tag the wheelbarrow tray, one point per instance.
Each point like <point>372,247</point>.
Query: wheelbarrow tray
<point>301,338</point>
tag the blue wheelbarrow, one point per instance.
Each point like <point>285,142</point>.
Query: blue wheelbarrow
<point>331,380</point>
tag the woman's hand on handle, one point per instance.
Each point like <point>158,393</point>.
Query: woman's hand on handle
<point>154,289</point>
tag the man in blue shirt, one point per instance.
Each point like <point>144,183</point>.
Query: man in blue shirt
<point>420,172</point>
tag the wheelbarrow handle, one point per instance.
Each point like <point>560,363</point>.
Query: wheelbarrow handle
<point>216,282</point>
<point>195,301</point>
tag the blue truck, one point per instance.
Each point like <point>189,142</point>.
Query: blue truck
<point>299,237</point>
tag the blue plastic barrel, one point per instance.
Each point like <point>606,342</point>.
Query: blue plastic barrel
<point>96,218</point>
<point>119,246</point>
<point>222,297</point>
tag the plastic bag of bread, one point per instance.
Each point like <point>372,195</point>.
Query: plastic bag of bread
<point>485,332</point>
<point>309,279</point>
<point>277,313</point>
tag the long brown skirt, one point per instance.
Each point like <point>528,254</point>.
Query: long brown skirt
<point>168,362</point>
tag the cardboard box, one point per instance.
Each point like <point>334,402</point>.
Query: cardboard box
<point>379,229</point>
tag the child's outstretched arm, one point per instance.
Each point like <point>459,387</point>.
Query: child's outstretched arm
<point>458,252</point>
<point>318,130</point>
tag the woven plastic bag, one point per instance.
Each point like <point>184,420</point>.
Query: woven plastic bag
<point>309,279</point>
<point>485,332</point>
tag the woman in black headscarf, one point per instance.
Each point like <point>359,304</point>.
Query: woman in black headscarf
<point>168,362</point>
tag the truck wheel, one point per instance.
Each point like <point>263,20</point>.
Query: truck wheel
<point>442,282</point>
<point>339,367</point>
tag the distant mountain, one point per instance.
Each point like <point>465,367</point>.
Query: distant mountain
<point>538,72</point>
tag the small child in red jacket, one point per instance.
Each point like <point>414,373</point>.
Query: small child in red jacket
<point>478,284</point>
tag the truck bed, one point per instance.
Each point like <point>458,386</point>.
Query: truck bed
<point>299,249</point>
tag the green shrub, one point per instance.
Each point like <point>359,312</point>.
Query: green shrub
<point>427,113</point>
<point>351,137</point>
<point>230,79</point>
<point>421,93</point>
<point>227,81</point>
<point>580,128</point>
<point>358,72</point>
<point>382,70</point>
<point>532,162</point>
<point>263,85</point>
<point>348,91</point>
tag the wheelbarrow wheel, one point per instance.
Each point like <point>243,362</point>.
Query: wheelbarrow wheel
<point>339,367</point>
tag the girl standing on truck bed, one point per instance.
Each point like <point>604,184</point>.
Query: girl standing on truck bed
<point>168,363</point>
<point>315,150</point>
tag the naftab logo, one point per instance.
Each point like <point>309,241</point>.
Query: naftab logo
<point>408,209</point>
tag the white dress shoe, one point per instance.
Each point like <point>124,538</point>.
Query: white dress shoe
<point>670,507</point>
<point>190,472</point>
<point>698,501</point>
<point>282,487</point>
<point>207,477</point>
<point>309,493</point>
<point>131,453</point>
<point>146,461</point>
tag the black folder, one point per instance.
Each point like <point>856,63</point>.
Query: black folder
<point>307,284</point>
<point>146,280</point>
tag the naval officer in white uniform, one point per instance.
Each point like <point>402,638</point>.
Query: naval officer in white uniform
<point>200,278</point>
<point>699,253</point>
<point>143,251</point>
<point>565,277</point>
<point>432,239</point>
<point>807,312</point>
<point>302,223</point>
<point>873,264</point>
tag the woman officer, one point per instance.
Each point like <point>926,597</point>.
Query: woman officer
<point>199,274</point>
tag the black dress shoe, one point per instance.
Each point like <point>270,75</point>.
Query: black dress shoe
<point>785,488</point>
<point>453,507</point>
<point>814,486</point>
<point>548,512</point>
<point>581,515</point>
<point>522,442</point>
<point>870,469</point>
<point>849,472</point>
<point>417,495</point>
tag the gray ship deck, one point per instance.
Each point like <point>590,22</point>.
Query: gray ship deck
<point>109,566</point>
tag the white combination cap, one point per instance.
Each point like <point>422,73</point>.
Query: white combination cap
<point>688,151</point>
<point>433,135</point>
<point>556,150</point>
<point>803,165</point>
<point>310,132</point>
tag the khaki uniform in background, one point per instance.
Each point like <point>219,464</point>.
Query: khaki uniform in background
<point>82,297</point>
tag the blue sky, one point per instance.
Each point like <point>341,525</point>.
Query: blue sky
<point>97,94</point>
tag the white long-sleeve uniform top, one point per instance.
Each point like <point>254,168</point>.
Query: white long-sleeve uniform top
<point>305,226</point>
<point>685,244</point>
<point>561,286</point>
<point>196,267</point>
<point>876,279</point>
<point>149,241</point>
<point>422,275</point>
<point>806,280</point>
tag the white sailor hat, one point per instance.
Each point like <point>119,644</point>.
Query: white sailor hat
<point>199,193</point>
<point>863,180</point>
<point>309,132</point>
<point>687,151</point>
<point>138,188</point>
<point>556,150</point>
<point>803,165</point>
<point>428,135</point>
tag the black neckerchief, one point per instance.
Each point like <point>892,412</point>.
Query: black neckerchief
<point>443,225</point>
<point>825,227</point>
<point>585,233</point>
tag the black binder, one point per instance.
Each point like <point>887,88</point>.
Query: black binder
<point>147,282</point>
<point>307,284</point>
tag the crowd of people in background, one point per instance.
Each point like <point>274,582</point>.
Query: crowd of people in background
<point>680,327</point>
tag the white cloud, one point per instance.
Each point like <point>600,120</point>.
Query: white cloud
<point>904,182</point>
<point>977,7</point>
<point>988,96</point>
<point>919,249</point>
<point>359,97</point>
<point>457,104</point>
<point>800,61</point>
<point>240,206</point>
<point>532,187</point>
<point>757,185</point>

# # # #

PROBLEM -
Go to the line in the material above that contains "tag the naftab logo, one point per instance." and copy exactly from there through the line that contains "Each point like <point>124,538</point>.", stopping after it.

EXERCISE RESULT -
tag the naftab logo, one point per instance.
Each point like <point>309,241</point>.
Query: naftab logo
<point>408,209</point>
tag the white dress shoe, one point per instance.
Each point like <point>124,538</point>.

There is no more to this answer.